=== Passage provided ===

Paola Marrati is Professor of Humanities and Philosophy in the Department of Comparative Thought and Literature at Johns Hopkins University. She holds a joint appointment in the William H. Miller III Department of Philosophy and is affiliated to the Department of Anthropology. From 2007-2011 she was director of the Program for the Study of Women, Gender, and Sexuality. Before joining the faculty at Johns Hopkins in 2003, she held the Chair of Philosophy of Art and Culture in the Department of Philosophy at the University of Amsterdam and was director of the research program “Concepts of Life in Contemporary French Philosophy: Genealogies and Transformations” at the Collège International de Philosophie in Paris. She is currently member of the Scientific Board of the Center for the Study of French Contemporary Philosophy at the Ecole Normale Supérieure de Paris.

Paola Marrati received her education in philosophy in Italy and France: she majored in philosophy at the Università degli Studi di Pisa and pursued her doctoral studies at the École des Hautes Études en Sciences Sociales in Paris as well as at the Marc Bloch University of Strasbourg.

Her research interests in modern and contemporary philosophy focus mainly on the works of authors such as Bergson, Deleuze, Derrida and Cavell who all, in spite of their obvious differences, attempt to transform philosophy so that it can continue to be faithful to its ancient task of being at once a criticism of culture and a therapeutic of the self. She is also interested in how philosophical problems are expressed and renewed outside of the canon, especially in literature, films, and TV series. Her teaching reflects her research interests and is guided by the commitment to the most historically accurate and conceptually rigorous reading of texts. Some of her recent courses and seminars include: “Emerson, Baldwin, Cavell and the Unfinished Promise of America: Then and Now,” “Gilles Deleuze. Critical Philosophy,” “The Event and the Ordinary,” “The Morality and Politics of Skepticism,” “Cinema and Philosophy,” “Who or What Counts as Human,” “Concepts of Life.”

Her principal publications include: Understanding Cavell Modernism Modernism ed. (Bloomsbury Press, 2025): Cavell and Value Theory (Bloomsbury, forthcoming 2026); “La philosophie et la connaissance ordinaire,” in Concepts de l’ordinaire, P. Fasula ed. (Editions de la Sorbonne, 2021; “Cavell et la promesse démocratique du cinéma,” in Stanley Cavell et la pensée du cinéma, E. Domenach ed. (Editions de l’Ecole Normale Supérieure, 2021; Gilles Deleuze. Cinema and Philosophy (Johns Hopkins University Press, 2008); Genesis and Trace. Derrida Reader of Husserl and Heidegger (Stanford University Press, 2005). She is currently completing a manuscript entitled The Event and the Ordinary: On the Philosophy of Gilles Deleuze and Stanley Cavell.

=== Source material ===

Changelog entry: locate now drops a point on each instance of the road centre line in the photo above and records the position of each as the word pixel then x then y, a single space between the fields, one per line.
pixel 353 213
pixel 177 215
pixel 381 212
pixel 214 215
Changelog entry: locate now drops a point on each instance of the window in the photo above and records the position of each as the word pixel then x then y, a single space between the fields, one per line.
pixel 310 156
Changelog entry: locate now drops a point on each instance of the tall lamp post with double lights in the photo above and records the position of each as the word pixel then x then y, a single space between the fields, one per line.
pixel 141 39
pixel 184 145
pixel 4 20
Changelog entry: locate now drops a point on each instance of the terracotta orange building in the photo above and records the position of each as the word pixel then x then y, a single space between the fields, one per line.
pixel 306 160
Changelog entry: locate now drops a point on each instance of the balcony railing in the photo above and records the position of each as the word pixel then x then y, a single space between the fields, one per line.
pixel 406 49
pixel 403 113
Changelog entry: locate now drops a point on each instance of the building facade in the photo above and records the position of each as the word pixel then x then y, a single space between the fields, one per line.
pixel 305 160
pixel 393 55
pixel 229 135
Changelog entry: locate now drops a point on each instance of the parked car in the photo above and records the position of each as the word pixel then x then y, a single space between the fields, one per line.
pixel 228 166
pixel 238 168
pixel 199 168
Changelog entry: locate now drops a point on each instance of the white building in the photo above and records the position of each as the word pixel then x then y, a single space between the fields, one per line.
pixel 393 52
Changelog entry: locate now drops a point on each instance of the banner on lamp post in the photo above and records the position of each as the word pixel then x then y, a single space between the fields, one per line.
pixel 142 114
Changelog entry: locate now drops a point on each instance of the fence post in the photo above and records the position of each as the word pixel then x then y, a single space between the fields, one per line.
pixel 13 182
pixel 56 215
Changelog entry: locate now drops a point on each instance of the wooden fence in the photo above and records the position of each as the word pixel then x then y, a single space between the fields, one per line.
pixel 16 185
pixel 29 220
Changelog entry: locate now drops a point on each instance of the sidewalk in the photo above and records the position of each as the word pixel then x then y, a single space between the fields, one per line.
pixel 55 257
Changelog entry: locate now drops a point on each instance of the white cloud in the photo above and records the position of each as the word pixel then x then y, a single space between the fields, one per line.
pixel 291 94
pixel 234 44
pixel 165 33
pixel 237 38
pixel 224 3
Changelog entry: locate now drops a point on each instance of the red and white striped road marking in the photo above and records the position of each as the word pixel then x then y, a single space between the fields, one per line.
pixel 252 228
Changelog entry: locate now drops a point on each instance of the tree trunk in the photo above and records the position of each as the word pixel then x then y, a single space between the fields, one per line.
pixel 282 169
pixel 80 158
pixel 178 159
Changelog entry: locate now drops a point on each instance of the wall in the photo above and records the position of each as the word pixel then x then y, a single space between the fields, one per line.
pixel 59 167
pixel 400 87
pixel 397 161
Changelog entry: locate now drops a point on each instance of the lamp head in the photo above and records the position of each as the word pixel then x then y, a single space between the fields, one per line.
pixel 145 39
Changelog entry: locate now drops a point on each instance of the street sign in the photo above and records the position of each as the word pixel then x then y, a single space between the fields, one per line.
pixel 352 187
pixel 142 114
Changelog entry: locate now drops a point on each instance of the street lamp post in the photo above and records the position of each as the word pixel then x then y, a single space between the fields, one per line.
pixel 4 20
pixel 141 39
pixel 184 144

===

▸ Problem set
- a) Reproduce the part of the Marrati profile that opens with the words containing "Paola Marrati received" and closes with "University of Strasbourg.".
- b) According to the Marrati profile, in what year did she join the faculty at Johns Hopkins?
- c) Which recent courses and seminars does the Marrati profile name? List all of them.

▸ Solutions per task
- a)
Paola Marrati received her education in philosophy in Italy and France: she majored in philosophy at the Università degli Studi di Pisa and pursued her doctoral studies at the École des Hautes Études en Sciences Sociales in Paris as well as at the Marc Bloch University of Strasbourg.

- b) 2003

- c)
- Emerson, Baldwin, Cavell and the Unfinished Promise of America: Then and Now
- Gilles Deleuze. Critical Philosophy
- The Event and the Ordinary
- The Morality and Politics of Skepticism
- Cinema and Philosophy
- Who or What Counts as Human
- Concepts of Life